* _Document section_

· · · · ·

# Can't communicate with primary DNS server?



## cpar87 (Feb 3, 2009)

I have DSL through AT&T running through a Linksys WRT54G Wireless-G Broadband router. Some friends and I ran ethernets to the router ports to play some WoW tonight. Well, the unthinkable happened. A CONNECTION problem.

Ipconfig/all brings up the following:

Microsoft Windows [Version 6.0.6001]
Copyright (c) 2006 Microsoft Corporation. All rights reserved.

C:\Users\Dillon>ipconfig/all

Windows IP Configuration

Host Name . . . . . . . . . . . . : TurboPC
Primary Dns Suffix . . . . . . . :
Node Type . . . . . . . . . . . . : Mixed
IP Routing Enabled. . . . . . . . : No
WINS Proxy Enabled. . . . . . . . : No
DNS Suffix Search List. . . . . . : launchmodem.com

Ethernet adapter Local Area Connection:

Connection-specific DNS Suffix . : launchmodem.com
Description . . . . . . . . . . . : NVIDIA nForce Networking Controller
Physical Address. . . . . . . . . : 00-1C-25-6B-8F-13
DHCP Enabled. . . . . . . . . . . : Yes
Autoconfiguration Enabled . . . . : Yes
Link-local IPv6 Address . . . . . : fe80::adb5:935c:6c54:36b9%8(Preferred)
IPv4 Address. . . . . . . . . . . : 192.168.1.102(Preferred)

· · · · ·

* _Recorded information_

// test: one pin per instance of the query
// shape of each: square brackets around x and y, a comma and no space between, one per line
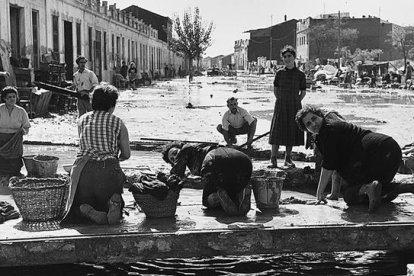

· · · · ·

* _What the exercise asks_
Answer these questions about the forum post on the DNS server problem above.
1. Which company provides the poster's DSL service?
2. What host name does the ipconfig output list?
3. What description is given for the Ethernet adapter?

* _Result for this task_
1. AT&T
2. TurboPC
3. NVIDIA nForce Networking Controller